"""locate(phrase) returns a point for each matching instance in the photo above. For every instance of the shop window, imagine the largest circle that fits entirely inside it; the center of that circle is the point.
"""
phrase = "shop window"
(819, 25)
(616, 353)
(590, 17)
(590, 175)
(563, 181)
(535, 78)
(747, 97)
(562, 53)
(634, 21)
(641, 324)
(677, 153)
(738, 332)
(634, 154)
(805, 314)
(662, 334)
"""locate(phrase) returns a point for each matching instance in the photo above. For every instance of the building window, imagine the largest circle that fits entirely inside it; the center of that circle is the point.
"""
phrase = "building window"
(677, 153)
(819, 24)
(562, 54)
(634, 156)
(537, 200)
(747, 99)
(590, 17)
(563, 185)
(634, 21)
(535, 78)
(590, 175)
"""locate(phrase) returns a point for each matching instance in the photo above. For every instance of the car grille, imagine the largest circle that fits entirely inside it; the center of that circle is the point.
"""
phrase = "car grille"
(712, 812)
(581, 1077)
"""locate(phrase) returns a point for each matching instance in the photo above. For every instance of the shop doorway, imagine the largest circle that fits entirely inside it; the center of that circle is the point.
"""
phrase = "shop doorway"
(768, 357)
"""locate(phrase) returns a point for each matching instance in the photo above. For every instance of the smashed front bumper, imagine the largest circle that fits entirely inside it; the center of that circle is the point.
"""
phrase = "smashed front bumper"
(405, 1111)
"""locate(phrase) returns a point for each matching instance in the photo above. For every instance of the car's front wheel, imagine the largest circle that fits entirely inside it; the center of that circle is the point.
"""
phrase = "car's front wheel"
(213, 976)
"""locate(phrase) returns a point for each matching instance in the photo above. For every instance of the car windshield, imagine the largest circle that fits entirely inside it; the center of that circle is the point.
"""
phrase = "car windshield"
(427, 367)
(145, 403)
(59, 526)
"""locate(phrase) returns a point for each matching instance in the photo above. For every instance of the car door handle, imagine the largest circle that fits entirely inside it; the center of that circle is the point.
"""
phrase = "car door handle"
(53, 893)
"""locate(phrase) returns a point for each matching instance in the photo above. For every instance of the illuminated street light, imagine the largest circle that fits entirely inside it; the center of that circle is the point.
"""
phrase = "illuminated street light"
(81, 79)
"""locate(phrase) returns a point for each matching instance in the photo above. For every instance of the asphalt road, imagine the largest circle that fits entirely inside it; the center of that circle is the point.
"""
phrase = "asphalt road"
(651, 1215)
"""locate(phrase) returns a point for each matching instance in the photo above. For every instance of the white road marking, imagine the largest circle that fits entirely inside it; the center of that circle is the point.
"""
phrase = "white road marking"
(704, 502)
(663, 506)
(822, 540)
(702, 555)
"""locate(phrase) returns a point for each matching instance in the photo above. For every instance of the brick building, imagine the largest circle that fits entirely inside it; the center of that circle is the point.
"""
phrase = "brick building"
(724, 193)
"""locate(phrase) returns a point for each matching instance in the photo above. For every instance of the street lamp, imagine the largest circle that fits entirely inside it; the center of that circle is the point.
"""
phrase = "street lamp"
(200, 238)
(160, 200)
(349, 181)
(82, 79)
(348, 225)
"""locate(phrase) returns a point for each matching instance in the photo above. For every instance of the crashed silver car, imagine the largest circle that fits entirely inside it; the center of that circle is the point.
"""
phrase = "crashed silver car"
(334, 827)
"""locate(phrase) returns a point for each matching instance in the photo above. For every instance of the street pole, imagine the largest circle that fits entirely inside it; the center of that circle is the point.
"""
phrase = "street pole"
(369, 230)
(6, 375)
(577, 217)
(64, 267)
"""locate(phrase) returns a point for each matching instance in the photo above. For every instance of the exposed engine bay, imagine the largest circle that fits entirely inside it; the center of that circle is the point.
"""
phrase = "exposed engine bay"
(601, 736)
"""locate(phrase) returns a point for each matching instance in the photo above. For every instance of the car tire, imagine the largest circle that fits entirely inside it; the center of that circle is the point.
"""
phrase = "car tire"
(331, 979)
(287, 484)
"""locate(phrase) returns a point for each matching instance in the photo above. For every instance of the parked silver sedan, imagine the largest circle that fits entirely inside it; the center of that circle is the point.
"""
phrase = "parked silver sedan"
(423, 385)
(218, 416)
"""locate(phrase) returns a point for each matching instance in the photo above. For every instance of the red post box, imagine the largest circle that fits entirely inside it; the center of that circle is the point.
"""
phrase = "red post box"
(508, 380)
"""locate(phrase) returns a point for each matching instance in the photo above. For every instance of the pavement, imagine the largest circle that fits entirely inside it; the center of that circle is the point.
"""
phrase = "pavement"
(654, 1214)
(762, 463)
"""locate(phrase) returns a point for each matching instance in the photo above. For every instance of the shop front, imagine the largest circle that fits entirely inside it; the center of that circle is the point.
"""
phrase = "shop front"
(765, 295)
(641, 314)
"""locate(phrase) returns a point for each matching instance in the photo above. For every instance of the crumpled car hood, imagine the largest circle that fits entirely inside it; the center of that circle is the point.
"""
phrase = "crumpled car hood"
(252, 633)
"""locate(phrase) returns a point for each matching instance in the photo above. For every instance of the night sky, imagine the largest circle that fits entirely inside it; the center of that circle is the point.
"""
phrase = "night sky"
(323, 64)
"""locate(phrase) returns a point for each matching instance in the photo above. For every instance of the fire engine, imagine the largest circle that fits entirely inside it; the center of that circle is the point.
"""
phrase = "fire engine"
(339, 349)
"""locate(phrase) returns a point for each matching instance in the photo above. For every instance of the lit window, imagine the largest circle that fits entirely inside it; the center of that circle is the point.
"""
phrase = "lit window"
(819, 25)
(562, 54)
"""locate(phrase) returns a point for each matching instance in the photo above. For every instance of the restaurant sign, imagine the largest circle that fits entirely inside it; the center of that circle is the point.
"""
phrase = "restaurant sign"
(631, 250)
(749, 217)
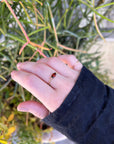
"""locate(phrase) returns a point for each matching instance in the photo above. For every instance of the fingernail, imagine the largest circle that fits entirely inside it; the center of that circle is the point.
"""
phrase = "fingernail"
(19, 65)
(22, 109)
(78, 66)
(13, 73)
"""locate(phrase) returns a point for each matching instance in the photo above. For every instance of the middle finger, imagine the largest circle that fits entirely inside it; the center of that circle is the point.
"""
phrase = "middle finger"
(44, 72)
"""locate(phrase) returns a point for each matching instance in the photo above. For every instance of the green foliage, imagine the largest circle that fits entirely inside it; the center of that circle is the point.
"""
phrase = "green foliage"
(56, 25)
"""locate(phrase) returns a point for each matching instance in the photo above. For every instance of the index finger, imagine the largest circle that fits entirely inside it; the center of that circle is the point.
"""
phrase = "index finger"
(36, 86)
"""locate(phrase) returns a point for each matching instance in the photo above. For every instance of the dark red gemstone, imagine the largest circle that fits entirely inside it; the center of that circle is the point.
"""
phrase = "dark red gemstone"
(53, 75)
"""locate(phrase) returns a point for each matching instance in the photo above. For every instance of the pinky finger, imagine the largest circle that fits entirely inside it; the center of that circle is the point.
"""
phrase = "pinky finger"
(36, 108)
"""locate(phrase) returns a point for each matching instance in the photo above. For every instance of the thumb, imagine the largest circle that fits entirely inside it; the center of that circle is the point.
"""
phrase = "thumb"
(36, 108)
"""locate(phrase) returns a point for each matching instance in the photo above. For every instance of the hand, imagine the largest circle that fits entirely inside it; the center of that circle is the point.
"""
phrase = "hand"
(35, 77)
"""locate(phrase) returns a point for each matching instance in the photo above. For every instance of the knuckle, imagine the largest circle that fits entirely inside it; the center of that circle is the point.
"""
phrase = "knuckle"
(29, 79)
(71, 57)
(51, 60)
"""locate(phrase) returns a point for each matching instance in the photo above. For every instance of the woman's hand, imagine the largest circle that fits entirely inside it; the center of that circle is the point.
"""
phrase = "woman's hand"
(51, 92)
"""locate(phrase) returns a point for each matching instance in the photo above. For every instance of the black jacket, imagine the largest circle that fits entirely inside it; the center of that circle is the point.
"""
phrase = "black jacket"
(87, 114)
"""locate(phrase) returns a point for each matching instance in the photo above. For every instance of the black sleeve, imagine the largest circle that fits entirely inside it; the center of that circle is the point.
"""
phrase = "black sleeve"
(87, 114)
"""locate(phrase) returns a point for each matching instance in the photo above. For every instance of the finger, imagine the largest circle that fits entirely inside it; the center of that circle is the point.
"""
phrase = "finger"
(57, 65)
(71, 61)
(36, 108)
(43, 71)
(36, 86)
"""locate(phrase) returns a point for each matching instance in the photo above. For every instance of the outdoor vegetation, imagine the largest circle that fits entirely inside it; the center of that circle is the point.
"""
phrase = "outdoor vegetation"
(33, 29)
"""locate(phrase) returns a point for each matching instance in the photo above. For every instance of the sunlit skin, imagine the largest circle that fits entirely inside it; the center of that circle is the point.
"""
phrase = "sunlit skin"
(35, 77)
━━━
§ AIM OF THE TASK:
Write out exactly the lines of the entries above that run from the line containing "black jacket, imagine" through the last line, including both.

§ TASK SOLUTION:
"""locate(phrase) returns a point for each matching instance in the photo above. For every instance of the black jacket, imagine the largest circle that fits entirely inside it; the center of that circle is the point.
"""
phrase = "black jacket"
(87, 114)
"""locate(phrase) returns a point for each matching instance in the photo above. For every instance of the black sleeve, imagine the largest circle that fits entirely inside it; the center of that circle is the point.
"""
phrase = "black sleeve"
(87, 114)
"""locate(phrase) returns a point for each matching instance in the photo above. For every instance of the finger, imagine the largest circle that fits entirely inside it; the center of that circle is the point.
"""
phrase = "finger"
(57, 65)
(71, 61)
(36, 108)
(43, 71)
(36, 86)
"""locate(phrase) returns a point for each matching instance in the photo above. For every instance of the outdoor vegetation, imagine the largest circle that fits entirely inside it; the center of that circle is the point.
"""
phrase = "outdoor vegetation"
(33, 29)
"""locate(phrase) returns a point for each matching instance in the photo above. For every instance of the sunlit skin, imagine the largest circle that fits entirely inside it; the center of that circle is the point.
"""
phrase = "sunlit skin"
(35, 77)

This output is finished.